*Task objective*
Convert the lines from the one containing "vehicle in the photo above." through the end of the items, both ends included, into a Markdown table with columns Row and Line, and skip any blank lines.

::::::

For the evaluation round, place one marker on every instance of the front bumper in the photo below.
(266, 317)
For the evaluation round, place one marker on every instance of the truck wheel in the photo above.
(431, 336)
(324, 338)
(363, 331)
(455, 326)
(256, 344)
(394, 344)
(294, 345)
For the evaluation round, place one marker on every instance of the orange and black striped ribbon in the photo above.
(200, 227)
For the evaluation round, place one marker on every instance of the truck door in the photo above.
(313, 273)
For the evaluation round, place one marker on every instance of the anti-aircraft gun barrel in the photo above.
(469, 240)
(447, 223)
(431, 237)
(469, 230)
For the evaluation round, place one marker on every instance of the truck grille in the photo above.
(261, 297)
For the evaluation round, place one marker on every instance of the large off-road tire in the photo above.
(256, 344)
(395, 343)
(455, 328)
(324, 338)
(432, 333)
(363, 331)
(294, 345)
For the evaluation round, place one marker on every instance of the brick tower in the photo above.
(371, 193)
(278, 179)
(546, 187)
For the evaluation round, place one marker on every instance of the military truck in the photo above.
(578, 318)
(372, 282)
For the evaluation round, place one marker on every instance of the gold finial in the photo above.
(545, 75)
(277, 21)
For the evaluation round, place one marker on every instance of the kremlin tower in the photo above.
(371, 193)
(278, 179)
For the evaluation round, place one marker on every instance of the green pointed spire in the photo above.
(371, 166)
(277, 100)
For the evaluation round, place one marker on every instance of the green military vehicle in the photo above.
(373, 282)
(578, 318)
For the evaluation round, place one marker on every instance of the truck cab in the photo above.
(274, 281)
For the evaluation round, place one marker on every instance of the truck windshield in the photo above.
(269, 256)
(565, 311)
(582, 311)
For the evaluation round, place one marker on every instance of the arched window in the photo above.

::::::

*Solution to this exercise*
| Row | Line |
|---|---|
| 1 | For the evaluation round, place one marker on every instance of the green military vehicle in the photo above. |
| 2 | (373, 282) |
| 3 | (578, 318) |
| 4 | For the evaluation round, place one marker on every instance of the truck cab in the photo above. |
| 5 | (274, 281) |
| 6 | For the evaluation round, place one marker on every instance of the truck windshield in the photo above. |
| 7 | (269, 256) |
| 8 | (565, 311) |
| 9 | (582, 311) |
| 10 | For the evaluation round, place one marker on every instance of the arched window in the photo above. |